Material provided:

------------------------------------------------------------------------

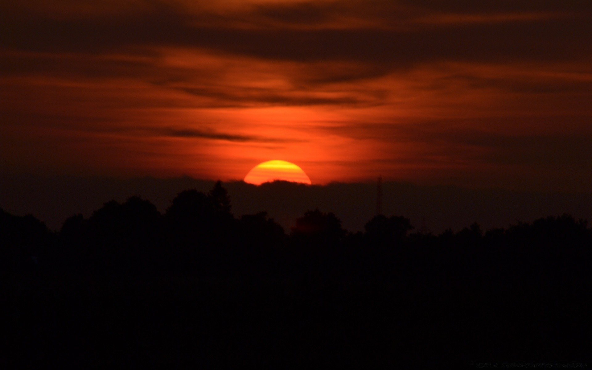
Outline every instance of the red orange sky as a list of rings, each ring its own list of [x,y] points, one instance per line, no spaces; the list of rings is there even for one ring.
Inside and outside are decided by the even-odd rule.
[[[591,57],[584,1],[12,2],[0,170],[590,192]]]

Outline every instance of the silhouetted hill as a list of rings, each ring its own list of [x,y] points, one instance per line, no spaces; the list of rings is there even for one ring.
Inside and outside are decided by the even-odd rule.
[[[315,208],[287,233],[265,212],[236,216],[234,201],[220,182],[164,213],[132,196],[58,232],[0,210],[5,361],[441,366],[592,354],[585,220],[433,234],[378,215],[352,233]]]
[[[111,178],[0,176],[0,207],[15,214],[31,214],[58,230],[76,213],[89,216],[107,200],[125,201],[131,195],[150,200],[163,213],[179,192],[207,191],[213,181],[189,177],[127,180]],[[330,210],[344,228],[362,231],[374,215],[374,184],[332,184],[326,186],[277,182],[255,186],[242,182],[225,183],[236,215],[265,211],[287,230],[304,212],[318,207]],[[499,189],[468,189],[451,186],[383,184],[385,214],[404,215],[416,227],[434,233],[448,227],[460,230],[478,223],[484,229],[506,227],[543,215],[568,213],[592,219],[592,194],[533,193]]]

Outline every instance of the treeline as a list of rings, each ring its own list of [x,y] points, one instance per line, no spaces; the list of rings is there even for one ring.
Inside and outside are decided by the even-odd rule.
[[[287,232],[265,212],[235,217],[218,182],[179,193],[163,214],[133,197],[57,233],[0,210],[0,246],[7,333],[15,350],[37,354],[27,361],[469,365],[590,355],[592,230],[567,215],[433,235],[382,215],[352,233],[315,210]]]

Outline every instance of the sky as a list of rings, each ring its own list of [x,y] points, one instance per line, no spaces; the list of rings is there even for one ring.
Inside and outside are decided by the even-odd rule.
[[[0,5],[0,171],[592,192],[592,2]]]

------------------------------------------------------------------------

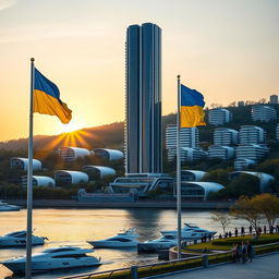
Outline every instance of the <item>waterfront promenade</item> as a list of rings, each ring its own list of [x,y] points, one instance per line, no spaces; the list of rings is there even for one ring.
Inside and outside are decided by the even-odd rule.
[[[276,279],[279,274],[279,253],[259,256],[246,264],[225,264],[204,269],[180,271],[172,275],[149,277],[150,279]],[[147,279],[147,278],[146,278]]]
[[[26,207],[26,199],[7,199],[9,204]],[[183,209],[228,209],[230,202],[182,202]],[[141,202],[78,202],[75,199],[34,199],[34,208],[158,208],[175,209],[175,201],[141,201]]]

------------------------------------------------------------------------

Problem: Please edit the items from the line containing "Outline every instance of the red" to the line containing "[[[591,57],[584,1],[12,2],[0,170],[590,192]]]", replacing "red orange sky" with "sunset sky" and leaving everything else unchanged. Return only those lines.

Task result:
Outline every instance of the sunset sky as a list of rings, each ring its own list of [x,y] points, one instance per line, no spaces; the list of rings is there even for one ring.
Inside and outside are decided by the even-odd rule.
[[[591,57],[584,1],[12,2],[0,170],[590,192]]]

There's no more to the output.